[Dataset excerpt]
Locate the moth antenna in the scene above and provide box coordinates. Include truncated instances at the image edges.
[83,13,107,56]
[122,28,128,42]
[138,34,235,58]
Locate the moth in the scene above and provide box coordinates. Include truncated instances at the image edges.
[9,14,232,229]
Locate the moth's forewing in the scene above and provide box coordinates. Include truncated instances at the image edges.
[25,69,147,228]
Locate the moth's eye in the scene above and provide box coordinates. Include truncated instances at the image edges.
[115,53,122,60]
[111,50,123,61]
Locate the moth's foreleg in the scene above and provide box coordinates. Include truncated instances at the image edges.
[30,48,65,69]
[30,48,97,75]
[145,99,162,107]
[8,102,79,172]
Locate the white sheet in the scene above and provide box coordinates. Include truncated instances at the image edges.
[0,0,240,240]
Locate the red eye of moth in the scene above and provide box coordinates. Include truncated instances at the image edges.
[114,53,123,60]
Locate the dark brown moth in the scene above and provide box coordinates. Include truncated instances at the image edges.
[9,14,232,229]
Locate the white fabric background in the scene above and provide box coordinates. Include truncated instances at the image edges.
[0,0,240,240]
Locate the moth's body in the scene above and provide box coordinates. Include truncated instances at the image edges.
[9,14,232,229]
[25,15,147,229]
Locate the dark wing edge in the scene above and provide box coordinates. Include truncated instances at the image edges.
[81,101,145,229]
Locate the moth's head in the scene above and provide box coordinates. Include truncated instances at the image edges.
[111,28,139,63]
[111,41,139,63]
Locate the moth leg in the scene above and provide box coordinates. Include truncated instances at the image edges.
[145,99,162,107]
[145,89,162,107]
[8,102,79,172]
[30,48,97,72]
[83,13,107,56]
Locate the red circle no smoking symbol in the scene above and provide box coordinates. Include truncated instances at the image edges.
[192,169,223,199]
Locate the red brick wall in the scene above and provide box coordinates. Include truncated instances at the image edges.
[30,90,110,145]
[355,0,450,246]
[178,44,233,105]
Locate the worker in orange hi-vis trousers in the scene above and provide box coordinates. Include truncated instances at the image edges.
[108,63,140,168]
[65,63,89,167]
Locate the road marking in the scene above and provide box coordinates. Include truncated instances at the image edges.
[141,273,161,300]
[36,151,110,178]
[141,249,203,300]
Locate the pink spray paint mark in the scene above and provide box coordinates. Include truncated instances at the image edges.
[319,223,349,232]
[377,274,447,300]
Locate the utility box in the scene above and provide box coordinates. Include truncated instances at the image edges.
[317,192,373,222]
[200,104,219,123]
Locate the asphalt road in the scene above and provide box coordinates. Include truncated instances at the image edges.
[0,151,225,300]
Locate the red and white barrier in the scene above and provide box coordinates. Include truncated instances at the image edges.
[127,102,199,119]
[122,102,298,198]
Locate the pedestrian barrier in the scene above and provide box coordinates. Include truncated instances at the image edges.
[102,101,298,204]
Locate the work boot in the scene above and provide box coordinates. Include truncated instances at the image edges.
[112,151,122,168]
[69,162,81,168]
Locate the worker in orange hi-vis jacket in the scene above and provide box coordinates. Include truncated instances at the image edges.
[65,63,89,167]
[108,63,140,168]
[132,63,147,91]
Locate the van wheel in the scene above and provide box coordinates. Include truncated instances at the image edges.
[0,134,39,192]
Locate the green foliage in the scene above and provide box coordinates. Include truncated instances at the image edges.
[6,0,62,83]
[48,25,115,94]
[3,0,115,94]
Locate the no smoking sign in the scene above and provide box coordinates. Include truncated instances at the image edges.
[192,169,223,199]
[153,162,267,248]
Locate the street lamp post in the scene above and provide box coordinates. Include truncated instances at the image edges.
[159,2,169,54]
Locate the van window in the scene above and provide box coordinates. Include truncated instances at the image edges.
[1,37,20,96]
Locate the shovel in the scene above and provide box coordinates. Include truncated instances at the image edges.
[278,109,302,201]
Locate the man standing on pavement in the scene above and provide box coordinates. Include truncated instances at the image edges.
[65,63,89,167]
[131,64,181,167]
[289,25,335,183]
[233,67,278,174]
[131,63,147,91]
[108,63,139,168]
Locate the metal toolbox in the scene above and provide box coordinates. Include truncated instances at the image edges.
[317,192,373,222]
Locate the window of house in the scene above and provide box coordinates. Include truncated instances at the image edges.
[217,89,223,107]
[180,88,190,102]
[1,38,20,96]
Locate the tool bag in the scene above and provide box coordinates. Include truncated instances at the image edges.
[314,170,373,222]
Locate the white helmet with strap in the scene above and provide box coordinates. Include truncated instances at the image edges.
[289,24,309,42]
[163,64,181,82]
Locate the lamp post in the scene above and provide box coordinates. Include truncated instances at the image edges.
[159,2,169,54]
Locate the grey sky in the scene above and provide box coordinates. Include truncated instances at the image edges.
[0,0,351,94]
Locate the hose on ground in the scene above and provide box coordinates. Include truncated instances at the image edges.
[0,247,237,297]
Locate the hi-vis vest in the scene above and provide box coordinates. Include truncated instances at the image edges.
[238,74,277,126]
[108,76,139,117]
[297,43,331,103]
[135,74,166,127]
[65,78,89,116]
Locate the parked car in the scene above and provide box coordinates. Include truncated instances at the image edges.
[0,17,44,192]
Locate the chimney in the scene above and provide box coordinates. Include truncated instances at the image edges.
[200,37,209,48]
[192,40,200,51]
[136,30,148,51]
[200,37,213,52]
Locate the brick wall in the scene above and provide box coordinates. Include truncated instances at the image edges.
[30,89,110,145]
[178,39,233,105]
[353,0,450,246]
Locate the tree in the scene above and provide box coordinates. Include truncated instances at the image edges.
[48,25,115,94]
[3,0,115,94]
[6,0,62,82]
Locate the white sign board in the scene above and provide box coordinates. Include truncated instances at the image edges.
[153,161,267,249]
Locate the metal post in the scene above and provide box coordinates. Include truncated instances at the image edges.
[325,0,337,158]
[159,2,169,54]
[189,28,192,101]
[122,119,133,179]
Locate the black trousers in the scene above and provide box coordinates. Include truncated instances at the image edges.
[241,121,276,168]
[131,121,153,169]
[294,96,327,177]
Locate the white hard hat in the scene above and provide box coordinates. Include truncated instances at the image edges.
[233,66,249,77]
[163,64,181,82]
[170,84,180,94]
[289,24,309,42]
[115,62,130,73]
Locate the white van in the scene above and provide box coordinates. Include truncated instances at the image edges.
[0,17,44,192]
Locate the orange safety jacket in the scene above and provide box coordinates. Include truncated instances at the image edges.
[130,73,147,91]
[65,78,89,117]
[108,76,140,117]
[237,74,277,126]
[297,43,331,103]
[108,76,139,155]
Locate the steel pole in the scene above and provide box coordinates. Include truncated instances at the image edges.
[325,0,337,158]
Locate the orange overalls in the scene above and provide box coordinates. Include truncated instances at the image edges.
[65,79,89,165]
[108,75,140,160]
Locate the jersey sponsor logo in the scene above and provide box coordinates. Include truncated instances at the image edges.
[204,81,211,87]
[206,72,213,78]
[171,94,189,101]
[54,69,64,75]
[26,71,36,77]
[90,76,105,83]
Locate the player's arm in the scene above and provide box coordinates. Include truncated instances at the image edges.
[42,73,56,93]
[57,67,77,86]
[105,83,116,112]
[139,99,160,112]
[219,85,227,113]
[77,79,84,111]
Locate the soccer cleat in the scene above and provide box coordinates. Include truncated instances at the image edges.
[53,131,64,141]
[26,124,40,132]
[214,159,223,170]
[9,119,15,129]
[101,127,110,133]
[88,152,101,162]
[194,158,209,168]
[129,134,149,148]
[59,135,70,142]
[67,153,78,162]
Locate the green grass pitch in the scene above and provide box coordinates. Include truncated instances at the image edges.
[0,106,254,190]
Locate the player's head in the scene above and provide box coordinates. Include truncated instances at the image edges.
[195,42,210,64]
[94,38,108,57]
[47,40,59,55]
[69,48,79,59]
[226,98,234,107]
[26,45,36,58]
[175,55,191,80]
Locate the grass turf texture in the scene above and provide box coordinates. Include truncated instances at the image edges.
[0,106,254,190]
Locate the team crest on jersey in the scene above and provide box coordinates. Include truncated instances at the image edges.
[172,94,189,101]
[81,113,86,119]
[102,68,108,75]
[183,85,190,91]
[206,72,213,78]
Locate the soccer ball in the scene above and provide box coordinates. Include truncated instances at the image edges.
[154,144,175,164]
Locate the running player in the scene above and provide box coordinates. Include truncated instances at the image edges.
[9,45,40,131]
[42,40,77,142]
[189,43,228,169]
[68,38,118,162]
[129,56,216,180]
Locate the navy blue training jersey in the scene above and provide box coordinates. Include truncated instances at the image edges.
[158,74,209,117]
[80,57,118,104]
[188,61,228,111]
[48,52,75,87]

### TASK DESCRIPTION
Copy every line, requests included, from the line that has "Locate the player's head" through the end of the items above, shifting each bounding box coordinate up by 13.

### RESULT OF THE TASK
Locate the player's head in the scene above and provide box coordinates. Include truncated instances at the image edges.
[208,55,223,77]
[107,51,121,70]
[60,53,72,68]
[82,61,92,72]
[239,111,247,120]
[39,58,49,71]
[188,68,204,93]
Locate the grass turf texture in the scene above and provide box coordinates. Include truncated instances at the image edges.
[13,119,267,203]
Locate the team crest on jersey in the scene above and provide box coordinates. Include truncated instances at the image edges.
[185,107,202,114]
[94,126,99,132]
[115,81,121,88]
[196,98,203,104]
[219,85,226,91]
Locate the soccer ball in the scene above and provide box coordinates. Include truncated instances at the image edges.
[167,157,188,177]
Locate the running player in the scene above and provide box coordinates. Include truncated instances at the image edges.
[22,58,53,144]
[55,53,90,155]
[202,56,241,182]
[81,51,131,175]
[142,69,229,193]
Locate the navy blue training jersey in the scene above and provide box coordinates. Include truncated instances at the image edges.
[171,87,222,130]
[93,70,131,117]
[201,74,241,124]
[61,65,88,100]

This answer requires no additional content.